** Start Listed records **

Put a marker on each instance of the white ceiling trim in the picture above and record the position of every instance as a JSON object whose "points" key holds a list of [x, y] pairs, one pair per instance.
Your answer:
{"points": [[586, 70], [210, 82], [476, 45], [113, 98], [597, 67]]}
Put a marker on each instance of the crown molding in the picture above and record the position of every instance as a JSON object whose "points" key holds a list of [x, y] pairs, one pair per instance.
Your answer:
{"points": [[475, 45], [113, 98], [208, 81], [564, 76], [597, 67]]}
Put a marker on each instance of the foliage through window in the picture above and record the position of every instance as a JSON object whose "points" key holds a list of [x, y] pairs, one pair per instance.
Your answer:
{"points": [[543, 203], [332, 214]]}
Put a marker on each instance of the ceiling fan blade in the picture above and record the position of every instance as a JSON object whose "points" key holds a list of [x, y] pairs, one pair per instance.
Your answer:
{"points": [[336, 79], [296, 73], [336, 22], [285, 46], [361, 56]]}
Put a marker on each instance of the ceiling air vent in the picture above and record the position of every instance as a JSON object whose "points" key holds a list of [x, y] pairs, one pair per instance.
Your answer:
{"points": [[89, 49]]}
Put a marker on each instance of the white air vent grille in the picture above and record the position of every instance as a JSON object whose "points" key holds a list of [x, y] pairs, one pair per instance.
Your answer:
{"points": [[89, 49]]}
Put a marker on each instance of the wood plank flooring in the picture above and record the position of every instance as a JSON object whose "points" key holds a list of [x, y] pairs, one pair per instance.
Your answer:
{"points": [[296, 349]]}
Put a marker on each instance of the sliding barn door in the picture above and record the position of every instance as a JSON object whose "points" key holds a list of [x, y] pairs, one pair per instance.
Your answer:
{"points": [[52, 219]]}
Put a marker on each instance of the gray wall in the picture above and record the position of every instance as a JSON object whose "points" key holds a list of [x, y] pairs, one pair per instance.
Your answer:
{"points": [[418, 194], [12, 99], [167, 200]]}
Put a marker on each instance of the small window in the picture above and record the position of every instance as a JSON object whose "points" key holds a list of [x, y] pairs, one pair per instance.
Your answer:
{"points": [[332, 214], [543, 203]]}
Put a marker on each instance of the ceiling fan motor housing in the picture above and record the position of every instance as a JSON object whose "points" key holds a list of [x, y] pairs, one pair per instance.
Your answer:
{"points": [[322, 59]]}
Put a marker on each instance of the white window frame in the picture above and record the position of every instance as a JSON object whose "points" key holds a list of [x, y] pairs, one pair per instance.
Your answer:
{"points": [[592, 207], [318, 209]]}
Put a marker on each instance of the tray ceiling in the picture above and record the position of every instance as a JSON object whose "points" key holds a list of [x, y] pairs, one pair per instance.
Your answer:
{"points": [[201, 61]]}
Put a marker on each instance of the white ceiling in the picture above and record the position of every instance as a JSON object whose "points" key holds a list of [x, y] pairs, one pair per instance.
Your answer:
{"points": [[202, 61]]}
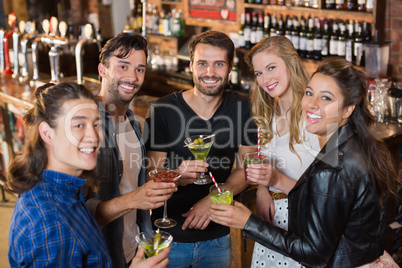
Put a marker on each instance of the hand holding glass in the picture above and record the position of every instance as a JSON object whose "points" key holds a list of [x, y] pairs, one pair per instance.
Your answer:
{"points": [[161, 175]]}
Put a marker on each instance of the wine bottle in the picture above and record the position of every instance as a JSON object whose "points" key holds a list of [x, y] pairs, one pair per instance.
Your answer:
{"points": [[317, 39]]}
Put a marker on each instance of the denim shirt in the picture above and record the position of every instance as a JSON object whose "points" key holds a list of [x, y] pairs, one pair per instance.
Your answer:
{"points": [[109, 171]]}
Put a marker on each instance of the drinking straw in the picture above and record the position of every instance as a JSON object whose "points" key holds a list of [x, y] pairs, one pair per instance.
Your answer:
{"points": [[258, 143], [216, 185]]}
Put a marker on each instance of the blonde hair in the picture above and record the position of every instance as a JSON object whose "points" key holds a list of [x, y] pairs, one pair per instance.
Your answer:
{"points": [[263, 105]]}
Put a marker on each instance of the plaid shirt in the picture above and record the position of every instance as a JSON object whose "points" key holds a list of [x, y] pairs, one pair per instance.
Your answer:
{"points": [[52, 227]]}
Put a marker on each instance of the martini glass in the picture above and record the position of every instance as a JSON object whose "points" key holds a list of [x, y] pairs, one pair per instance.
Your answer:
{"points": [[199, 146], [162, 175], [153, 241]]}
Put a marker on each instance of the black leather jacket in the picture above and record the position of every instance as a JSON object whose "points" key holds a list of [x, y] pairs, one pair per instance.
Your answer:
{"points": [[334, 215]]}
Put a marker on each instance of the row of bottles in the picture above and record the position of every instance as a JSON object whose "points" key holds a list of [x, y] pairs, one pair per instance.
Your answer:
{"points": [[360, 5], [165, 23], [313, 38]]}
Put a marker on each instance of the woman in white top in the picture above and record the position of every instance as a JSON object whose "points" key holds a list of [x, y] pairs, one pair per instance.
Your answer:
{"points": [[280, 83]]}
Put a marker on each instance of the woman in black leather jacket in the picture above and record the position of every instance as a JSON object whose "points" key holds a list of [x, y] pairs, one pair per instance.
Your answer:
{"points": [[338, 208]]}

** End Listed records **

▶ Exercise description
Please render the rows above as a JSON list of strings, one string per line, with blank lines left out. Leave the pictures out of your answer.

▶ Answer to this exercise
[
  "Put a marker on each instance of the white ceiling trim in the picture above and record the position of every instance as a JSON object whose \"points\" key holds a list of [x, y] pairs, one pair per instance.",
  "Your answer:",
  "{\"points\": [[586, 70], [210, 82], [476, 45], [113, 98], [597, 67]]}",
  "Put a marker on each instance of the crown molding in the picture above and record the position of every instance as a JSON object whose \"points\" key holds a list of [x, y] pairs, one pair per instance.",
  "Your answer:",
  "{\"points\": [[475, 45], [113, 98], [208, 81], [564, 76], [597, 67]]}",
  "Put a marker on each instance of the foliage through window in the picture above and record the position of every instance as a JSON object whose \"points\" key holds a list of [x, y] pairs, one pair per instance.",
  "Your answer:",
  "{\"points\": [[543, 203], [332, 214]]}",
  "Put a marker on each instance of the ceiling fan blade in the picture above and record the position of every instance as a JSON object whose \"points\" key holds a list of [x, y] pairs, one pair per instance.",
  "Your answer:",
  "{\"points\": [[336, 79], [296, 73], [336, 22], [285, 46], [361, 56]]}",
  "Put a marker on each instance of the ceiling air vent in the picture above and record the position of every instance as a JSON object whose \"points\" key holds a list of [x, y] pairs, one pair per instance.",
  "Your answer:",
  "{\"points\": [[89, 49]]}",
  "Put a marker on each instance of the white air vent grille in the picture above and record the position of every instance as a JSON object whose \"points\" key holds a list of [x, y] pairs, one pair per instance.",
  "Your answer:",
  "{\"points\": [[89, 49]]}",
  "Put a marker on each instance of the wood plank flooring in the picture above and record the position of every instance as a JSON object whose \"points\" key holds a list of [x, y] pairs, one pair per instance.",
  "Your answer:",
  "{\"points\": [[296, 349]]}",
  "Put a marker on each instance of the sliding barn door in the picture above and record the position of every instance as a JSON object whose \"points\" key holds a list of [x, y] pairs, one pair per instance.",
  "Your answer:",
  "{\"points\": [[52, 219]]}",
  "Put a marker on each instance of the gray wall in the picture above and record the position of every instance as a JSON object whose \"points\" key holds a list of [x, y] pairs, one pair per instance.",
  "Your answer:",
  "{\"points\": [[418, 194], [12, 99], [167, 200]]}",
  "Put a marker on each instance of the small window in the picture above and record the position of every instance as a JSON object whose \"points\" key holds a list of [x, y] pairs, one pair per instance.",
  "Your answer:",
  "{\"points\": [[332, 214], [543, 203]]}",
  "Put a marker on each instance of the ceiling fan motor housing in the picture above and record the position of every instance as a JSON object whose \"points\" key holds a list of [x, y] pairs, one pair per instance.",
  "Your answer:",
  "{\"points\": [[322, 59]]}",
  "Put a marker on each instance of the white window frame in the picture above and record the position of every instance as a JSON object whose \"points\" key holds a list of [x, y] pairs, one pair per instance.",
  "Your answer:",
  "{\"points\": [[592, 207], [318, 209]]}",
  "Put a marker on each instance of the tray ceiling in the picture above and record the position of every instance as a JSON object whose \"points\" key holds a list of [x, y] pairs, one pair per instance.",
  "Your answer:",
  "{\"points\": [[201, 61]]}",
  "Put a marker on each instance of the white ceiling in the picture above and record the position of every instance as a JSON object whose \"points\" key holds a list of [x, y] pairs, one pair per instance.",
  "Your answer:",
  "{\"points\": [[202, 61]]}",
  "Put a marker on each instance of the hand holding glass in the picture above and record the position of every instance as a JSON object whose \"points\" key holds a list of [x, y] pairs, one pair per instance.",
  "Your answer:",
  "{\"points\": [[161, 175]]}",
  "Put a marker on each instance of the wine bottle in the picture above and record the position of every instance as a JSON object whose \"points\" key holds a list of [x, y] pairs, one pair per instance.",
  "Your answer:",
  "{\"points\": [[317, 39]]}",
  "Put a marker on each instance of the denim shirt in the picture above and record the position of every instance as a JSON object whose \"points\" key holds a list of [x, y] pairs, one pair per instance.",
  "Your answer:",
  "{\"points\": [[109, 171]]}",
  "Put a marker on each instance of the drinking straw in the picture above and record the position of every instance as a JSON object whose \"points\" key holds a list of [x, y] pairs, one pair per instance.",
  "Your answer:",
  "{\"points\": [[258, 143], [216, 185]]}",
  "Put a marker on each instance of the blonde hair in the picture above and record the position of every instance as a JSON object whose \"points\" key holds a list of [x, y] pairs, one pair per instance.",
  "Your answer:",
  "{\"points\": [[263, 105]]}",
  "Put a marker on each instance of the plaid shirt in the picture above and record the position of every instance as a JSON object whose \"points\" key holds a list of [x, y] pairs, one pair per instance.",
  "Your answer:",
  "{\"points\": [[52, 227]]}",
  "Put a marker on each instance of the martini glass in the picture above and record the position of every instance as a JSON object whose \"points\" key holds a list of [x, y] pairs, one pair per instance.",
  "Your answer:",
  "{\"points\": [[199, 146], [162, 175], [153, 241]]}",
  "Put a marker on each instance of the black leather jacket in the picture above and record the position of every instance as a JSON object whose \"points\" key holds a list of [x, y] pairs, one pair per instance.",
  "Your answer:",
  "{\"points\": [[334, 215]]}",
  "Put a marker on each instance of the row of bottles in the picture above and record the position of every instance as a JSON object whose \"points\" key holds a list of [x, y] pairs, one pair per instance.",
  "Your answer:",
  "{\"points\": [[360, 5], [165, 23], [313, 38]]}",
  "Put a marker on each instance of the woman in white top in the picture above and record the position of every instance as a JSON object whose \"points\" key holds a list of [x, y] pairs, one pair per instance.",
  "Your answer:",
  "{\"points\": [[280, 83]]}",
  "Put a marker on each instance of the woman in black leather jacket in the picture above and record the position of every instance as a JSON object whose \"points\" key holds a list of [x, y] pairs, one pair per instance.",
  "Your answer:",
  "{\"points\": [[338, 208]]}"
]